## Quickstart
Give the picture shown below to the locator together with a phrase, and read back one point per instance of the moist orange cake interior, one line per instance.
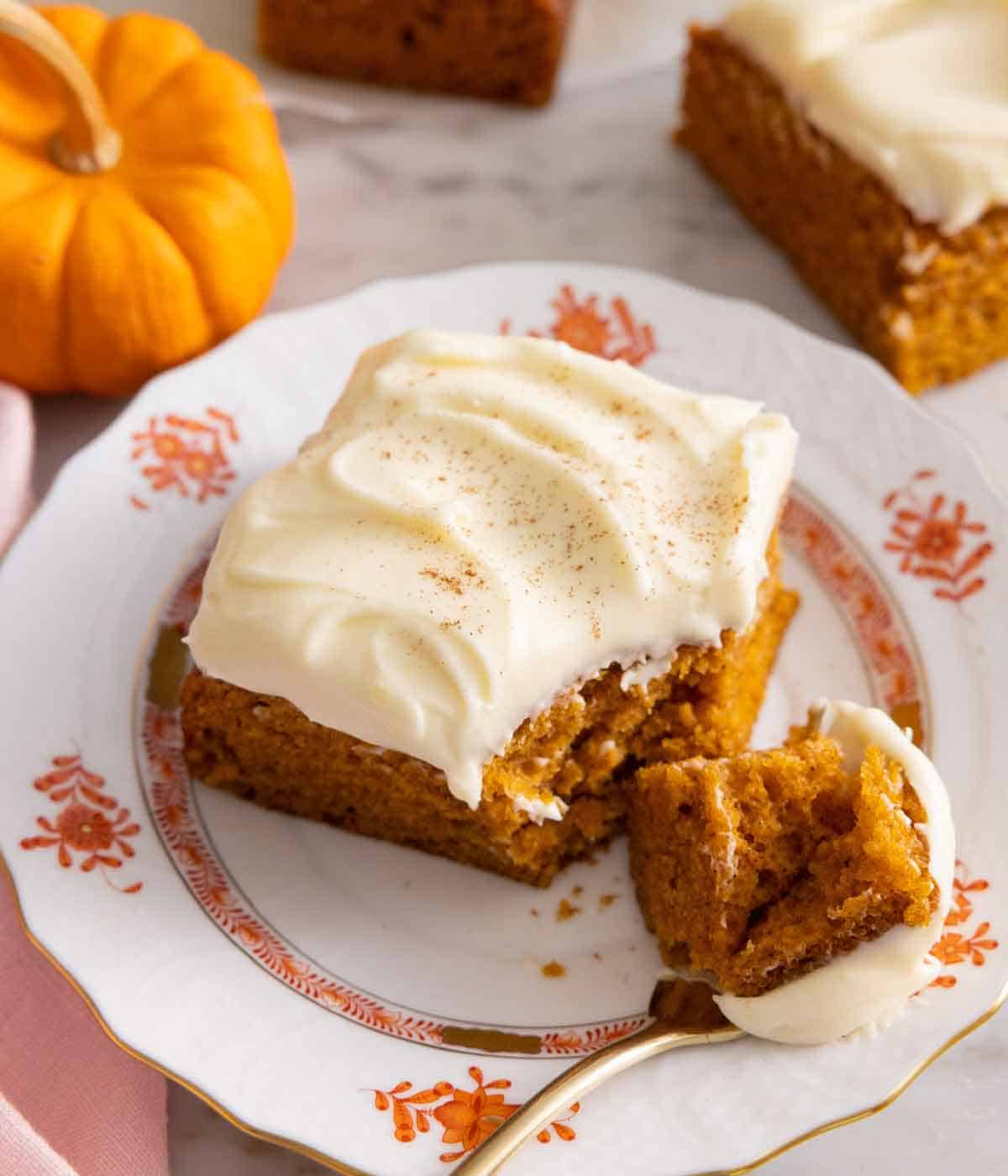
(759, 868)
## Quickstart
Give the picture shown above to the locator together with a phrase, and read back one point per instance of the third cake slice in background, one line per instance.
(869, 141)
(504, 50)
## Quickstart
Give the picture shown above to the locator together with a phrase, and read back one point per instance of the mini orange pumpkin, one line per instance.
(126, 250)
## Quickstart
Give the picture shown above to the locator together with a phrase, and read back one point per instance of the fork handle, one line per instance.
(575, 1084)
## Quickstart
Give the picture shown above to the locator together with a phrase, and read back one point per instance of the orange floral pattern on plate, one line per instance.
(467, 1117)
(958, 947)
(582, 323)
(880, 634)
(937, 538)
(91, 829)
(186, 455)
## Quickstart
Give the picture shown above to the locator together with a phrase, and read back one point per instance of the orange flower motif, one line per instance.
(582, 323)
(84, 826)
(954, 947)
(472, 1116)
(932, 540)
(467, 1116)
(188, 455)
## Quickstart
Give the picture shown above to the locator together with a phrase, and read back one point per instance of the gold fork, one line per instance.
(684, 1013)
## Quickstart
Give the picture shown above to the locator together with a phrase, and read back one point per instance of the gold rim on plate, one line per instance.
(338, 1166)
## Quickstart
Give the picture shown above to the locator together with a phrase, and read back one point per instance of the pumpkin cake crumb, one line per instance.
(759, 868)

+---+

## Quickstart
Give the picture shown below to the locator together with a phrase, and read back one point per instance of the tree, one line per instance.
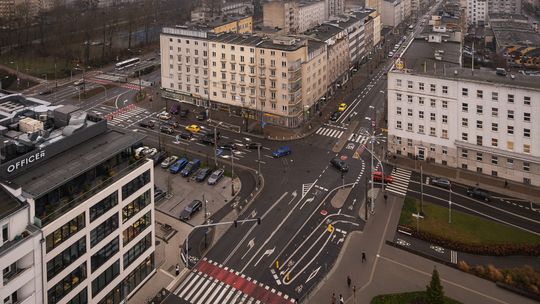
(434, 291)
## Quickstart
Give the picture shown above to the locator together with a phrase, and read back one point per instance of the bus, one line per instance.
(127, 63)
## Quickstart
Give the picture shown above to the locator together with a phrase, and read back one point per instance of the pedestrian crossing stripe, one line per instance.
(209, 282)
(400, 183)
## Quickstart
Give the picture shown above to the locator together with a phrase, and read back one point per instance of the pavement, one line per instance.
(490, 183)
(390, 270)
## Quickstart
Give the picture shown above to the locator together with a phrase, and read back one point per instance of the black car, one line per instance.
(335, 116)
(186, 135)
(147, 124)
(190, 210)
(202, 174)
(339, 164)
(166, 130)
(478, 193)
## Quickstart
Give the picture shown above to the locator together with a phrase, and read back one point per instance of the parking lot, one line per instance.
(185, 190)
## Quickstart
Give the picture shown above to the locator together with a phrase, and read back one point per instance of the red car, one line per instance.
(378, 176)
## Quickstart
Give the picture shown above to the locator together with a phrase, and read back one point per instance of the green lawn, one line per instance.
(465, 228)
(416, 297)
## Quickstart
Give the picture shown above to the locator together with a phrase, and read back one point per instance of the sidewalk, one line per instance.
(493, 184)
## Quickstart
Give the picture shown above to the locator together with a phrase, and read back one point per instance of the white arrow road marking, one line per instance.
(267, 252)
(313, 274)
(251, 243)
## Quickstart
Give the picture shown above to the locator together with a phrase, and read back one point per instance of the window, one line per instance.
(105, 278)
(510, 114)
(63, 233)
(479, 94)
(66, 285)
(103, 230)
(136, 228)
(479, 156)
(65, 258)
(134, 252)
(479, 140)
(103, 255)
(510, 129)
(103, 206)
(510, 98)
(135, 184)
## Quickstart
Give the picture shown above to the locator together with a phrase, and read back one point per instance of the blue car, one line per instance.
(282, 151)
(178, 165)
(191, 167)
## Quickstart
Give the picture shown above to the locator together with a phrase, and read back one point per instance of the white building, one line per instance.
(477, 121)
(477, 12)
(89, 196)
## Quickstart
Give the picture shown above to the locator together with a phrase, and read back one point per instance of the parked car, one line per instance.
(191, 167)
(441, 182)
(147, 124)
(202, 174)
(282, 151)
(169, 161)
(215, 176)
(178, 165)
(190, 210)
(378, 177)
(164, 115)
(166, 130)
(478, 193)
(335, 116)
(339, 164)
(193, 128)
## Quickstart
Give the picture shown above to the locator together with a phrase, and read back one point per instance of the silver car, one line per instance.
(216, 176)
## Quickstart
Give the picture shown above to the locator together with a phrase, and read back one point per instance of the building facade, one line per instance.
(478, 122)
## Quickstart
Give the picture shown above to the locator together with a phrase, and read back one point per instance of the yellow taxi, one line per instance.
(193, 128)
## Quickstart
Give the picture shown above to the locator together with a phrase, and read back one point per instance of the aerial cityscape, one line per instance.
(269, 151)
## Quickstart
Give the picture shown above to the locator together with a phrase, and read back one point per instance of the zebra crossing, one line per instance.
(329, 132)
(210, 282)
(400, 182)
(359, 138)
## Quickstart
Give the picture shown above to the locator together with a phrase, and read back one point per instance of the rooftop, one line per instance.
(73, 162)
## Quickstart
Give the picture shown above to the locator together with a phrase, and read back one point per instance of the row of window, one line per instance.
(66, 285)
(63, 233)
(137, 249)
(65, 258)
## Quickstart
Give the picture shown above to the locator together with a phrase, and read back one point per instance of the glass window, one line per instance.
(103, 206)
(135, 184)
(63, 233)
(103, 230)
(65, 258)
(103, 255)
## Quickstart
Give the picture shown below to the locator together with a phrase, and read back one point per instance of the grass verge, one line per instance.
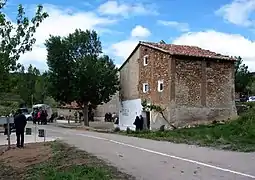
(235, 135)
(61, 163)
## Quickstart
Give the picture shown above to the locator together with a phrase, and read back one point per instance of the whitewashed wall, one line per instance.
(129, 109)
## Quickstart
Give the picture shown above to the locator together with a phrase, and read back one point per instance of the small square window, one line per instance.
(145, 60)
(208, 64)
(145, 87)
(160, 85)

+---+

-- Required work --
From the listing above, pull out every line that contains the string "building" and copy each one in full.

-- Final result --
Give the picture shown above to the locator together with a phrase, and read back one point per instance of the white building, one line per instance.
Give the picture shown above to the locator together with a phrase, and read back one point per instance of the building facade, one line per instance.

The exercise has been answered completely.